▶ **Exercise set**:
1) Rewrite the passage of the Finbarr Gantley profile that begins at the words "- 1977-1982: Galway" and stops after "senior hurling teams.", swapping "hurler" for "hurling player".
2) Write the next passage of the Finbarr Gantley profile, picking up after its last sentence.

▶ **Extract**:

═══

Finbarr Gantley

Personal information
- Native name: Fionbarra Mag Sheanlaoich (Irish)
- Born: 1 September 1950 Shanaglish, County Galway, Ireland
- Died: 16 July 2021 (aged 70) Tubber, County Galway, Ireland
- Occupation: Farmer
- Height: 5 ft 8 in (173 cm)

Sport
- Sport: Hurling
- Position: Right wing-forward

Clubs
- Years: Club
- Seán McDermotts Brothers Pearse St. Gabriel's Beagh

Club titles
- London titles: 6

Inter-county
- Years: County / Apps (scores)
- 1977-1982: Galway / 11 (3-10)

Inter-county titles
- All-Irelands: 1
- NHL: 0
- All Stars: 0

= Finbarr Gantley =

Irish hurler (1950–2021)

Finbarr Gantley (1 September 1950 – 16 July 2021) was an Irish hurler who played for a number of club sides, including St. Gabriel's and Beagh. He also lined out at inter-county level with the Warwickshire, London and Galway senior hurling teams.

═══

▶ **Material shown**:
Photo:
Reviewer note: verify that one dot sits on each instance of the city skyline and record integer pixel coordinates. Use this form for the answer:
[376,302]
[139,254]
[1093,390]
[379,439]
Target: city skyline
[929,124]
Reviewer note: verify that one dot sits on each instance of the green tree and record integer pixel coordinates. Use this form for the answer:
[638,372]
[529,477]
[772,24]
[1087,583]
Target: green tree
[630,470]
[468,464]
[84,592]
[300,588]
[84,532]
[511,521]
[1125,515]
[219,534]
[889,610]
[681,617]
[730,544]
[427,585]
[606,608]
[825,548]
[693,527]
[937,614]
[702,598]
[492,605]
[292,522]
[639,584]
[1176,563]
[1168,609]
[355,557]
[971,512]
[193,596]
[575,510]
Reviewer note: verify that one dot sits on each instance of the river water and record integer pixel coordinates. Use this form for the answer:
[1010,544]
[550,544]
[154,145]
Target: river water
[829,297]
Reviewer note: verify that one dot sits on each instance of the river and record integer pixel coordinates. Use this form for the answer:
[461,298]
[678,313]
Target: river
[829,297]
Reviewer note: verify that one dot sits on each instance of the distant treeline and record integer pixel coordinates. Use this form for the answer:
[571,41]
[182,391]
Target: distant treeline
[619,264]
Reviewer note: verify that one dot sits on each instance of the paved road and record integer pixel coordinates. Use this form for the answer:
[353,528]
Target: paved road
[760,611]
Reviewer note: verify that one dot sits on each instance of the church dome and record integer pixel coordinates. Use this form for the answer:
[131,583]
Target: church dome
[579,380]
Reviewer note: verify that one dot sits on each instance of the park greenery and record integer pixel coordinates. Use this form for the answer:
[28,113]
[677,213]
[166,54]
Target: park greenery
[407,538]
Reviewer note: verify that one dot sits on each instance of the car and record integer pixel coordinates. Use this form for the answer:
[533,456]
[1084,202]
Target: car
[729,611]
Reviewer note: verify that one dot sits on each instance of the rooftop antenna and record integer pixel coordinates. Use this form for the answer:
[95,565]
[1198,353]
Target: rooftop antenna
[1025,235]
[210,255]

═══

▶ **Answers**:
1)
- 1977-1982: Galway / 11 (3-10)

Inter-county titles
- All-Irelands: 1
- NHL: 0
- All Stars: 0

= Finbarr Gantley =

Irish hurling player (1950–2021)

Finbarr Gantley (1 September 1950 – 16 July 2021) was an Irish hurling player who played for a number of club sides, including St. Gabriel's and Beagh. He also lined out at inter-county level with the Warwickshire, London and Galway senior hurling teams.

2)
==Career==

Born near Shanaglish on the County Clare-Galway border, Gantley had an uncle, Paddy Gantley, who had played with the Galway senior hurling team in the 1940s and is regarded as one of their greatest ever players. After emigrating to the UK at the age of 16, Gantley won County Championship titles with the Brothers Pearse and St. Gabriel's clubs. He also lined out with Warwickshire and London, losing five All-Ireland finals across the junior, intermediate and senior B grades. After returning to Ireland Gantley joined the Beagh club and was drafted onto the Galway senior team. He lined out in three successive All-Ireland finals, coming on as a substitute for Galway's 1980 All-Ireland final defeat of Limerick.

==Personal life and death==

Gantley's sons Finbarr Jnr, Rory, and Joe also hurled for the Galway senior team in the 1990s, 2000s, and 2010s. He died in Tubber, County Galway on 16 July 2021.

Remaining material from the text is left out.